### WHAT NEEDS TO BE DONE
Count the lines in the listing below that contain the string "tree", treating uppercase and lowercase as different, and reply with the number alone.

### EXTRACTED MATERIAL
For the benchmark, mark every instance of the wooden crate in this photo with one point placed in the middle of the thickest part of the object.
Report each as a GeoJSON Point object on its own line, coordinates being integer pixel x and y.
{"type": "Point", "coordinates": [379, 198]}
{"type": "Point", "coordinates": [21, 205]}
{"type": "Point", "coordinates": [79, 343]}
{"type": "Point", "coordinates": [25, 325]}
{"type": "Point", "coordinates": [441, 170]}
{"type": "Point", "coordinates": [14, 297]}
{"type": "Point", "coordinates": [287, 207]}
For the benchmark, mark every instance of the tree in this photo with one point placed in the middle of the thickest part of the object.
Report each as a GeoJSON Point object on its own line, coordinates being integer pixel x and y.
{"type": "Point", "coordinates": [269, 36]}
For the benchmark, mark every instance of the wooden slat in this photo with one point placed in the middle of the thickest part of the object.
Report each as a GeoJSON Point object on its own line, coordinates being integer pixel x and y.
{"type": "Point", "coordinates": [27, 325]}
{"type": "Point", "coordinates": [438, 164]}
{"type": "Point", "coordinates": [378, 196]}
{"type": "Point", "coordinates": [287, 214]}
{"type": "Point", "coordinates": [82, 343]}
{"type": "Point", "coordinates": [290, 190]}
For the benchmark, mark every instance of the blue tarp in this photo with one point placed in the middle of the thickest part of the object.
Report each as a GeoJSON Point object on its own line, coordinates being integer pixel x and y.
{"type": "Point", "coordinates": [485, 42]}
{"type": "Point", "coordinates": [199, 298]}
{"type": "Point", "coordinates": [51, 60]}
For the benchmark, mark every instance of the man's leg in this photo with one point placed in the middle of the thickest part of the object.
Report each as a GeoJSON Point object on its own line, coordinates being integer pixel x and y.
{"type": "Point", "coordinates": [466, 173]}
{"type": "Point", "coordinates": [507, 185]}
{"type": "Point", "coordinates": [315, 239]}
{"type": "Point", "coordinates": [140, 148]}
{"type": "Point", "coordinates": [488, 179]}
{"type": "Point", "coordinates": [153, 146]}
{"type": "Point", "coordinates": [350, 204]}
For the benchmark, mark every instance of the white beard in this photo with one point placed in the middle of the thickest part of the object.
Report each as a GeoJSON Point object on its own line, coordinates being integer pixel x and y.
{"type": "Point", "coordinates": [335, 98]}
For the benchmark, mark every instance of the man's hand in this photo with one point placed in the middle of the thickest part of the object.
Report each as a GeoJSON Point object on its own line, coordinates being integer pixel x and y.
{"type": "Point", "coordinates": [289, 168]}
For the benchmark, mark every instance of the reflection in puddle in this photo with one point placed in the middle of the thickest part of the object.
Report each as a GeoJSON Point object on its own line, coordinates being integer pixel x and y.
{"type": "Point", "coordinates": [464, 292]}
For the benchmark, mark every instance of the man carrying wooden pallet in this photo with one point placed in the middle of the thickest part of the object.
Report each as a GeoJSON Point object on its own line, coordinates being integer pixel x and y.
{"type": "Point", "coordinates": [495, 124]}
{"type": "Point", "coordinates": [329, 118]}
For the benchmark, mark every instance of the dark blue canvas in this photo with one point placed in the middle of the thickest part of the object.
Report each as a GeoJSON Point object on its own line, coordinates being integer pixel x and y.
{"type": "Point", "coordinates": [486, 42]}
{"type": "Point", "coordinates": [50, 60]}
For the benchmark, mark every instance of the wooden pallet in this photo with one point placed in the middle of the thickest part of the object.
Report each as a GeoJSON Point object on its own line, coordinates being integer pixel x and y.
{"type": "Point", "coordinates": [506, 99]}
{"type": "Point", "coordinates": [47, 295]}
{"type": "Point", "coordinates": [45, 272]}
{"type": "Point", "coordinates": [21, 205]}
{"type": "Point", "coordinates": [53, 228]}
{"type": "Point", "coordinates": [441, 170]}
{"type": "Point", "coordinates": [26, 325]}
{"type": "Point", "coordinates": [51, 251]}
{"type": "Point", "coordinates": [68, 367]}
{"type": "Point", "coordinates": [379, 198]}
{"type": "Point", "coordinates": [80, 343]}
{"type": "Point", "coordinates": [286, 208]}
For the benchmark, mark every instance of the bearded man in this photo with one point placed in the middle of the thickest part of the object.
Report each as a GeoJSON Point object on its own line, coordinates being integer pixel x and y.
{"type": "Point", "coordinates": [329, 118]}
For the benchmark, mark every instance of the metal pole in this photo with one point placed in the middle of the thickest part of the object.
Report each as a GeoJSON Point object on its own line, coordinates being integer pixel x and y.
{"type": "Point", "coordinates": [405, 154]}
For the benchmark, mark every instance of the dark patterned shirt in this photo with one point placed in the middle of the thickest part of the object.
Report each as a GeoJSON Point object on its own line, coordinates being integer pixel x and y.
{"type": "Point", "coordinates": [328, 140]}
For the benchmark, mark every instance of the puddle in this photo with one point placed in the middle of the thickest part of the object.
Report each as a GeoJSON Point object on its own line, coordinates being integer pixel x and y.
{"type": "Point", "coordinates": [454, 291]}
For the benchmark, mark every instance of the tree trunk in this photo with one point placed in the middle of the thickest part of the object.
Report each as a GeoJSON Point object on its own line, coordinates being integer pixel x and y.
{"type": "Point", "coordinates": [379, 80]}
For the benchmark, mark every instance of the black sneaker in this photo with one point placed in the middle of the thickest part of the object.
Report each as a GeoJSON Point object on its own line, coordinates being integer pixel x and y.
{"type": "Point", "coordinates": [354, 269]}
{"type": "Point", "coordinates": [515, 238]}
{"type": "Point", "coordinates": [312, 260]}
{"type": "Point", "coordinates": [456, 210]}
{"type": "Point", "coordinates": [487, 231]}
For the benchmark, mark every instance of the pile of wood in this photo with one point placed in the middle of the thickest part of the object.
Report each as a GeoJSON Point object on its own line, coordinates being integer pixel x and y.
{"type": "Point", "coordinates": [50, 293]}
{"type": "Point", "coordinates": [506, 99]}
==
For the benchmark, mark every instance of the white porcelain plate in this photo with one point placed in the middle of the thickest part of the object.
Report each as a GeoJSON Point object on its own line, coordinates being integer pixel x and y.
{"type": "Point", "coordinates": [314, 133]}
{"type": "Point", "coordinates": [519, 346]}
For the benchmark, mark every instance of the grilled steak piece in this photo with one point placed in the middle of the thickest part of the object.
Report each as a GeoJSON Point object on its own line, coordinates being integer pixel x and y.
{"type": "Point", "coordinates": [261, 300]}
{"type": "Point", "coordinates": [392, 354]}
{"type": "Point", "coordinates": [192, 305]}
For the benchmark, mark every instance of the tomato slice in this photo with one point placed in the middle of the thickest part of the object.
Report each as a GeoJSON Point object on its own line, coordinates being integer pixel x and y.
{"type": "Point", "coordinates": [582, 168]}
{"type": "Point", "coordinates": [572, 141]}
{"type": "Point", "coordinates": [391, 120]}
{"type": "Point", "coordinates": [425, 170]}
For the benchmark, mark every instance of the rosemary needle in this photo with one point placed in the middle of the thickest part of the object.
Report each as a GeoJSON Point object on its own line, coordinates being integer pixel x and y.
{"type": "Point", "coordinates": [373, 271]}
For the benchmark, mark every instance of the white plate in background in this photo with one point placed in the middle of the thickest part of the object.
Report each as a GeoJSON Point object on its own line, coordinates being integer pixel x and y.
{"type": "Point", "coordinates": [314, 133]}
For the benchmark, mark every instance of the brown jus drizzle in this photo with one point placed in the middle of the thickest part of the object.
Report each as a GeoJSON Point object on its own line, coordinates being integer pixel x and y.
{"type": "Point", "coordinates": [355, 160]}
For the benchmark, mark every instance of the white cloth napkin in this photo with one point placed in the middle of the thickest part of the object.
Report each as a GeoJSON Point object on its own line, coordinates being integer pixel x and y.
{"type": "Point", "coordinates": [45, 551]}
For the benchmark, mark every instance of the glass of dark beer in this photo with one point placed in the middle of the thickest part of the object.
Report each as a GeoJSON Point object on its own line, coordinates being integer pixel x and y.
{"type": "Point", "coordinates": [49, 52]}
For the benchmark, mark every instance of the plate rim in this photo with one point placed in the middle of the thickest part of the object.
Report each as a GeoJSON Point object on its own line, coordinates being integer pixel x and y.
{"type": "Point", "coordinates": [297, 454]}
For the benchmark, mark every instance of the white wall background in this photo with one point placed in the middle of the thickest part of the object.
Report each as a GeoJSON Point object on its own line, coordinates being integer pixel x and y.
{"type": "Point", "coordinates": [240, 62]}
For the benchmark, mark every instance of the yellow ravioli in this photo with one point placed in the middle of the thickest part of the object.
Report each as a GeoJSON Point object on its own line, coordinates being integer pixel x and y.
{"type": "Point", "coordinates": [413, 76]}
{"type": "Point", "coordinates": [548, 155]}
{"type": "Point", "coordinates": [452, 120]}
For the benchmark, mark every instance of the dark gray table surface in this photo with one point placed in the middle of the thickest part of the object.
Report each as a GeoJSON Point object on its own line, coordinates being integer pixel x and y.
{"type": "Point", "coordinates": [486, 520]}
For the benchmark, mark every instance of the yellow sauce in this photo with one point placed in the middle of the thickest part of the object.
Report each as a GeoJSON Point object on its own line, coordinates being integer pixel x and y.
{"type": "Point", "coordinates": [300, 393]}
...
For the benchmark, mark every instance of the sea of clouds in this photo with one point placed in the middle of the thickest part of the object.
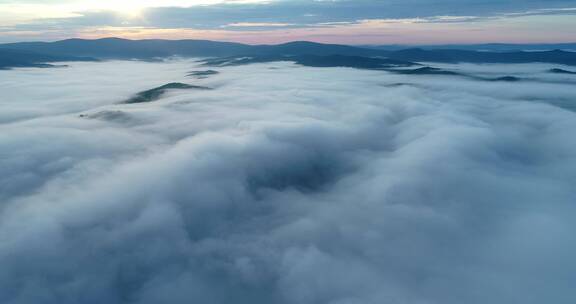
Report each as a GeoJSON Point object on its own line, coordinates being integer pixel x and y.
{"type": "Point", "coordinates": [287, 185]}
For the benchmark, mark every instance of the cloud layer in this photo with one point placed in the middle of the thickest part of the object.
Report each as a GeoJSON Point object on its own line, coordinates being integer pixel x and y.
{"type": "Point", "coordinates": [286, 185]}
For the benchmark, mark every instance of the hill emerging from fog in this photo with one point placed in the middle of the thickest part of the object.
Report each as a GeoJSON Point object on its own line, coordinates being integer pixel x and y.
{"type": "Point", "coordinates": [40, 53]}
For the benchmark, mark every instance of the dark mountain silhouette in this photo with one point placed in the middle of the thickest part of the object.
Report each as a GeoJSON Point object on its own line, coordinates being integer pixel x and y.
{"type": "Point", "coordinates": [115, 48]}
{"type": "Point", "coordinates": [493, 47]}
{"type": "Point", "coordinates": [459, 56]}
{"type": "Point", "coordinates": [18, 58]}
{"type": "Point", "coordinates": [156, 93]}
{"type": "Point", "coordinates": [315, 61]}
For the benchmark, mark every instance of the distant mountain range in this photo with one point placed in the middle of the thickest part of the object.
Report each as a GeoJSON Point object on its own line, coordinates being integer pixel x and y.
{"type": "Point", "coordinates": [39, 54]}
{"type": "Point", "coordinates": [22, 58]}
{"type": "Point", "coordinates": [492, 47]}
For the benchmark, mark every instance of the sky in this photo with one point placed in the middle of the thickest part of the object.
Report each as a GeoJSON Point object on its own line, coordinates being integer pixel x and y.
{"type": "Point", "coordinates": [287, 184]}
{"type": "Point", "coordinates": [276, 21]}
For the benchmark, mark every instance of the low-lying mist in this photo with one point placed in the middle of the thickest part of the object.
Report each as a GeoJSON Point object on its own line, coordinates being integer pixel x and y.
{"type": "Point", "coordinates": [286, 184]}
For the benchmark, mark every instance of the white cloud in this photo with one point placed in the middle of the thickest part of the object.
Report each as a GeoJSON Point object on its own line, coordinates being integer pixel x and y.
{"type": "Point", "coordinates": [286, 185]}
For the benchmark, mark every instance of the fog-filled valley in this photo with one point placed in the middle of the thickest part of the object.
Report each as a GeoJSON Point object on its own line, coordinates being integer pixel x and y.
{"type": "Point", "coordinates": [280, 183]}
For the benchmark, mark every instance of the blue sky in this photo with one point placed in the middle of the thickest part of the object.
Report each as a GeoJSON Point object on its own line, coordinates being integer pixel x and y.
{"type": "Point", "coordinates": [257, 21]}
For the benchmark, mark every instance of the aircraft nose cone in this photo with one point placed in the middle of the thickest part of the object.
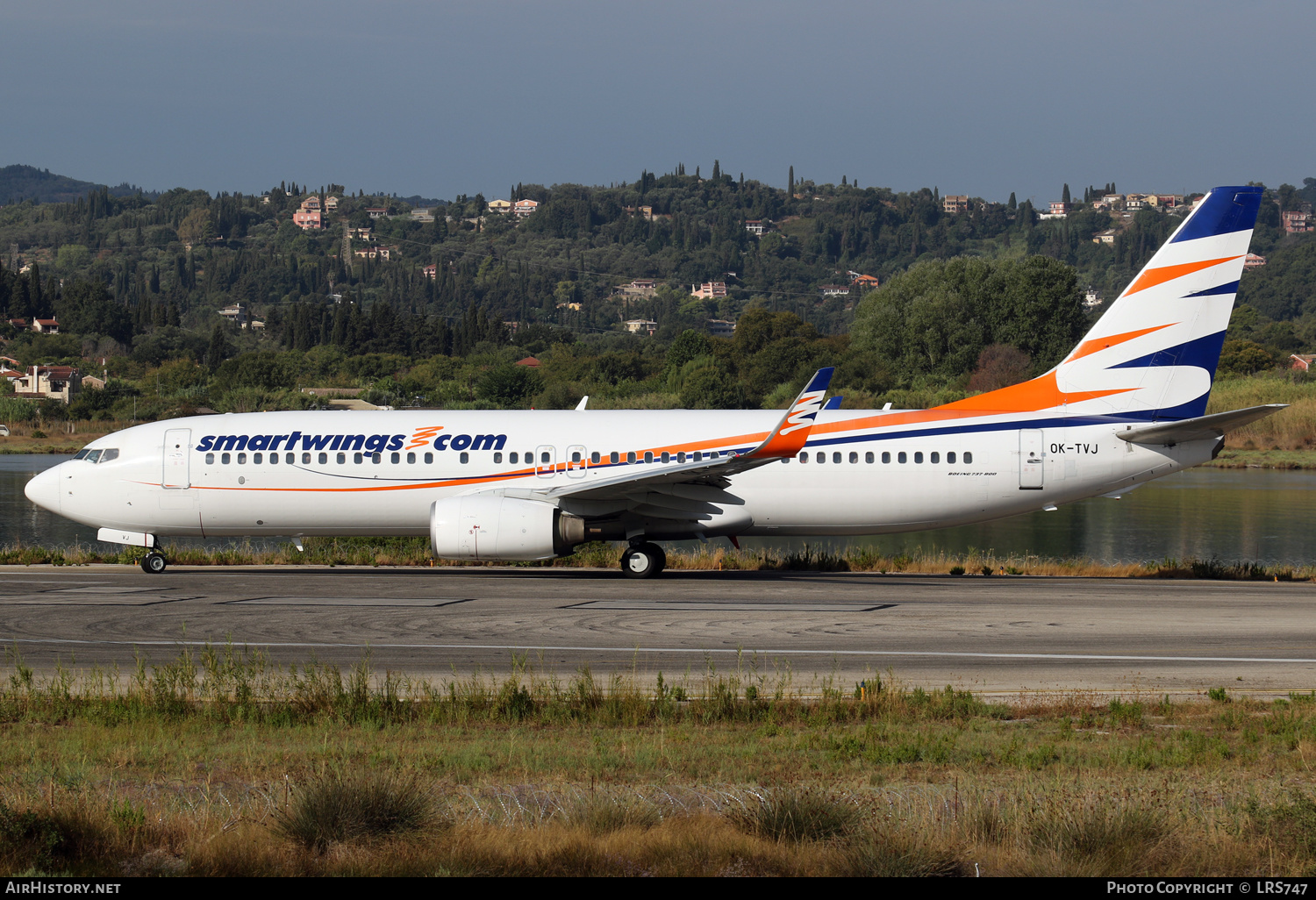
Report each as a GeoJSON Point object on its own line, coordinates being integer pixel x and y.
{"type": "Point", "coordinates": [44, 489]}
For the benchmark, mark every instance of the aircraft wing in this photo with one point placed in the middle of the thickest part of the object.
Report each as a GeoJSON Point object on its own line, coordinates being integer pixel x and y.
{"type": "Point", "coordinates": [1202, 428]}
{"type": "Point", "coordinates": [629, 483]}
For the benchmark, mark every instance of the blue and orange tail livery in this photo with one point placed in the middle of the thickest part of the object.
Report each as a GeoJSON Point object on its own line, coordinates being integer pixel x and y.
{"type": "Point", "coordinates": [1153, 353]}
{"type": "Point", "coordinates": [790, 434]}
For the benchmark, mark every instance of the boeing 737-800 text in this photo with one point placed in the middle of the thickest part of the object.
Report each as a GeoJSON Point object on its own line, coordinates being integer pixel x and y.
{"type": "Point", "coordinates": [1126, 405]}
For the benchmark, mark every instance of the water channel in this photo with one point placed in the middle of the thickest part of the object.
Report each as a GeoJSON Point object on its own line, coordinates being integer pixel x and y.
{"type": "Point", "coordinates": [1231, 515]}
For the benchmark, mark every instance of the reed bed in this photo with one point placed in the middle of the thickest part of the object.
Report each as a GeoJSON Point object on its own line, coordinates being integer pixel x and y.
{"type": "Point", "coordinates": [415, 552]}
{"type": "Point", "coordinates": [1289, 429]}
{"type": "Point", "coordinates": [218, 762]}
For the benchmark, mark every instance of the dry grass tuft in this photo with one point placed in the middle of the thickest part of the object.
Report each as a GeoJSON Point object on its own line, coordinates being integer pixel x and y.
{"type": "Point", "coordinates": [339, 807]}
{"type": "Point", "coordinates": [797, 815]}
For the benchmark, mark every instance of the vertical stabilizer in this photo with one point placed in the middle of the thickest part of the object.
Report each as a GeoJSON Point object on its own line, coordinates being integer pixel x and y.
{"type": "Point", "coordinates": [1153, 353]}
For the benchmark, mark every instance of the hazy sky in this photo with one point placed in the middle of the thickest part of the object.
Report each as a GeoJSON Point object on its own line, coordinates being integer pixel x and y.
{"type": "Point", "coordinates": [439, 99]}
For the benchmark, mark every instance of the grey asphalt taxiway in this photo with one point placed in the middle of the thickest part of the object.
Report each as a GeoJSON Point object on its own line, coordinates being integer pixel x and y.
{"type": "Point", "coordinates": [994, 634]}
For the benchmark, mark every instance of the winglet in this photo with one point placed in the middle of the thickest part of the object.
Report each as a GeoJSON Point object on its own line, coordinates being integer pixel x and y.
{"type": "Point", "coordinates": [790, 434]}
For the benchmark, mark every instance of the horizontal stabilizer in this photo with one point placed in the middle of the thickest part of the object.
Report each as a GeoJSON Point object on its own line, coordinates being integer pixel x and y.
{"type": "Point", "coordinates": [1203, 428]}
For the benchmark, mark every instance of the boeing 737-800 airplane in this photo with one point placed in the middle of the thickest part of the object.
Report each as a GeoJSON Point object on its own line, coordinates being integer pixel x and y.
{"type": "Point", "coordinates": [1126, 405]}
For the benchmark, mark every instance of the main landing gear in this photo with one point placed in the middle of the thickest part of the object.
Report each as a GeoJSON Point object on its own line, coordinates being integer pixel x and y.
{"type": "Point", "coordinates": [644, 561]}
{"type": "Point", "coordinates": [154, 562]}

### TASK RESULT
2